NONE of the implementations are intended for production usage. They have not been extensively validated for it. These files are simply an educational tool for looking at AN implementation that works to help people understand it.

There are two accompanying videos to this repository, one walks through the python implementation in detail, and another is an animated explanation of the one-time pad protocol on the whole:

Table of contents

Usage

Each folder contains a language implementation with details on how to setup a runtime environment and run the corresponding file. The most polished implementation is python since that's my preferred language. When you run the file it will generate three files pad.txt, ciphertext.txt and plaintext.txt these each correspond to the variables generated based on the terms below.

Glossary

Throughout the files I use a set of standardized terms to refer to variables and functions to make the implementations understandable:

Variables

text: The text that you want to encrypt, in all files this is hardcoded and I am using Do not go gentle into that good night by Dylan Thomas.

pad: The one time pad that is used to encrypt the text

ciphertext: The text generated through the iterative XORing of the text and pad

plaintext: The decrypted value generated through the XORing of the pad and ciphertext (should match the text variable if the implementation is correct)

Functions

Note the names change to suit whatever is the preferred language style so I have opted to just use names with uppercase first letters and spaces in between instead of either snake_case or camelCase.

Generate pad: Used to generate the one-time pad. Will take in an integer for the length of pad it needs to generate and return whatever type is most appropriate for the language (either a string or char array). This is completed during step 3 of the theory section.

Encrypt: Generates the ciphertext using the pad and text, then return it as whatever type is most appropriate for the language (either a string or char array). This is completed during step 4 of the theory section.

Decrypt: Takes in the ciphertext and pad, generates the plaintext and return it as whatever type is most appropriate for the language (either a string or char array). This is completed during step 5 of the theory section.

## [Short task]
From the one-time pad passage, can you reproduce word for word the part that opens with the words containing "ciphertext: The text" and closes with "snake_case or camelCase."?

## [Data]
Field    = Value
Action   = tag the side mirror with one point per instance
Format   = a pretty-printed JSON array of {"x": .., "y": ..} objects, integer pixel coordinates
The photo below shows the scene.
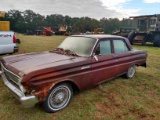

## [The reply]
ciphertext: The text generated through the iterative XORing of the text and pad

plaintext: The decrypted value generated through the XORing of the pad and ciphertext (should match the text variable if the implementation is correct)

Functions

Note the names change to suit whatever is the preferred language style so I have opted to just use names with uppercase first letters and spaces in between instead of either snake_case or camelCase.